An exact copy of every entry is needed here; the images stay out.

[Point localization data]
──────────
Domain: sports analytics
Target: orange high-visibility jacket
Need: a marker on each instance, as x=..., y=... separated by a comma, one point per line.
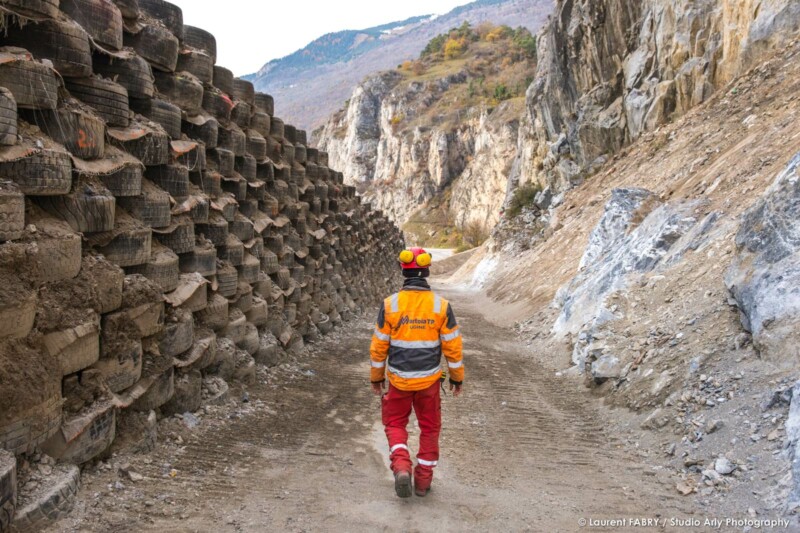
x=415, y=328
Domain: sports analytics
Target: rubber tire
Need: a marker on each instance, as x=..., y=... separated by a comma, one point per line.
x=188, y=394
x=172, y=178
x=238, y=188
x=134, y=73
x=130, y=248
x=208, y=133
x=102, y=19
x=159, y=393
x=109, y=99
x=277, y=127
x=161, y=112
x=265, y=103
x=198, y=63
x=82, y=133
x=260, y=121
x=63, y=42
x=241, y=113
x=184, y=91
x=168, y=14
x=12, y=211
x=249, y=269
x=181, y=240
x=33, y=85
x=256, y=147
x=247, y=167
x=209, y=181
x=89, y=208
x=53, y=505
x=216, y=230
x=244, y=90
x=152, y=149
x=300, y=155
x=8, y=489
x=45, y=173
x=8, y=118
x=152, y=207
x=157, y=45
x=202, y=40
x=222, y=160
x=124, y=182
x=201, y=260
x=48, y=8
x=129, y=8
x=215, y=315
x=232, y=252
x=233, y=139
x=242, y=228
x=289, y=133
x=162, y=269
x=269, y=262
x=218, y=105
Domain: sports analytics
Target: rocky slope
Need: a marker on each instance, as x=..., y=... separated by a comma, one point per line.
x=312, y=83
x=611, y=70
x=425, y=144
x=659, y=264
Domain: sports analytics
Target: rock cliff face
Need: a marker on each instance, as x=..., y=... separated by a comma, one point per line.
x=610, y=70
x=401, y=169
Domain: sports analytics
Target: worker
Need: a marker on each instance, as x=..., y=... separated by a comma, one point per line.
x=415, y=328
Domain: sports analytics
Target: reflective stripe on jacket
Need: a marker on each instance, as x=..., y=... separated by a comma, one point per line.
x=415, y=328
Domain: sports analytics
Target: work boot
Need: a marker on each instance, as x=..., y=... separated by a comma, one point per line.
x=402, y=484
x=423, y=478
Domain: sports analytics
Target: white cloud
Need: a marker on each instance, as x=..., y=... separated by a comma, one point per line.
x=250, y=33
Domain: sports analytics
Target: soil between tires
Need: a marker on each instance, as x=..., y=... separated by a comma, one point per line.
x=520, y=451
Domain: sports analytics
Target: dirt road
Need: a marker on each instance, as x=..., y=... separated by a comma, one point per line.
x=521, y=450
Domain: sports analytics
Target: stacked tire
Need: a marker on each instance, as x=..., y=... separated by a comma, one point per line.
x=211, y=235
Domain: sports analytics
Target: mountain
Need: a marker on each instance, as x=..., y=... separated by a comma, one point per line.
x=431, y=142
x=313, y=82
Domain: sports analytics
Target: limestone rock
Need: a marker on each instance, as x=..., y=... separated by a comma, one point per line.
x=765, y=276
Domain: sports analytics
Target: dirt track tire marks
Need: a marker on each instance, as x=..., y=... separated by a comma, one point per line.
x=321, y=441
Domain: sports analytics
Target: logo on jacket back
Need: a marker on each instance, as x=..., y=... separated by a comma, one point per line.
x=416, y=323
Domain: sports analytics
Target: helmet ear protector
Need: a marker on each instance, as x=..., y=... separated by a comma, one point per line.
x=424, y=260
x=406, y=257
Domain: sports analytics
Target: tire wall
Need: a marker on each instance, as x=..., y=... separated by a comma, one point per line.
x=111, y=197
──────────
**Result of this exercise**
Domain: sports analytics
Target: orange high-visibility jacket
Need: a marker on each instance, as x=..., y=... separated by a comma, one point per line.
x=415, y=328
Domain: sports analytics
Target: rubber tire
Need: a marker on each instance, as x=..., y=... separated by a comma, one point per line.
x=188, y=394
x=172, y=178
x=238, y=188
x=134, y=73
x=130, y=248
x=208, y=133
x=102, y=19
x=159, y=393
x=109, y=99
x=277, y=127
x=161, y=112
x=265, y=103
x=198, y=63
x=82, y=133
x=260, y=121
x=63, y=42
x=241, y=113
x=184, y=91
x=168, y=14
x=12, y=211
x=249, y=269
x=181, y=240
x=33, y=85
x=256, y=147
x=247, y=167
x=209, y=181
x=89, y=208
x=53, y=505
x=216, y=230
x=244, y=90
x=152, y=149
x=300, y=155
x=8, y=489
x=45, y=173
x=8, y=118
x=152, y=207
x=157, y=45
x=202, y=40
x=222, y=160
x=124, y=182
x=201, y=260
x=48, y=8
x=129, y=8
x=215, y=315
x=232, y=252
x=233, y=139
x=242, y=228
x=289, y=133
x=162, y=269
x=269, y=262
x=218, y=105
Domain: sports analytics
Target: rocky slope
Need: a marker on each instance, as x=..., y=... separated by a comma, one point per line.
x=312, y=83
x=611, y=70
x=425, y=144
x=659, y=264
Domain: sports analytics
Target: rock cliff face
Need: a marker on each instance, as x=..., y=... separated by a comma, one point per line.
x=610, y=70
x=401, y=169
Domain: sports analytics
Target: worker
Need: a marker on each instance, as x=..., y=... separated by a comma, one point per line.
x=415, y=328
Domain: sports analytics
Target: reflective stripe on jacket
Need: a marker on each instance, as x=..., y=... separated by a comma, one point per line.
x=415, y=328
Domain: sports analytics
Target: work boot
Need: a marker on each instance, as x=..., y=... separated by a comma, one point per line.
x=402, y=484
x=423, y=478
Domain: sports analytics
Target: white cloud
Need: a marker on each instance, as x=..., y=... separated by a comma, one point per line.
x=250, y=33
Domain: sports analytics
Target: soil between tires
Need: a marker on each instance, as x=..., y=... separated by a comma, one point per line.
x=520, y=451
Domain: sports analytics
Target: dirt road
Need: a marker on each instance, as x=..., y=... separated by a comma, one point per line.
x=521, y=450
Domain: sports analytics
Target: stacked tire
Need: a marker on each instance, as x=..., y=... separated by a comma, one point per line.
x=211, y=235
Domain: sports analytics
Target: mountain
Need: a marker on each instance, as x=..., y=... separated by a comma, one point per line.
x=431, y=142
x=313, y=82
Domain: sports analytics
Target: limestone rock
Need: a marker on each instance, as x=..., y=... separated by a comma, one point per line.
x=765, y=276
Domain: sports analytics
Target: dirt track tire marks
Need: a marker on each instance, as x=..., y=... separated by a comma, one point per line.
x=321, y=441
Domain: sports analytics
Target: logo on jacket back
Need: a marker on each instance, as x=..., y=... separated by a comma, one point per line.
x=416, y=323
Domain: sports analytics
Target: helmet ear protector
Need: a marker on each instance, as x=..., y=... separated by a comma, one point per line.
x=424, y=260
x=406, y=257
Domain: sports analytics
Target: tire wall
Need: a marker on each instance, as x=..., y=... separated by a comma, one point per line.
x=111, y=197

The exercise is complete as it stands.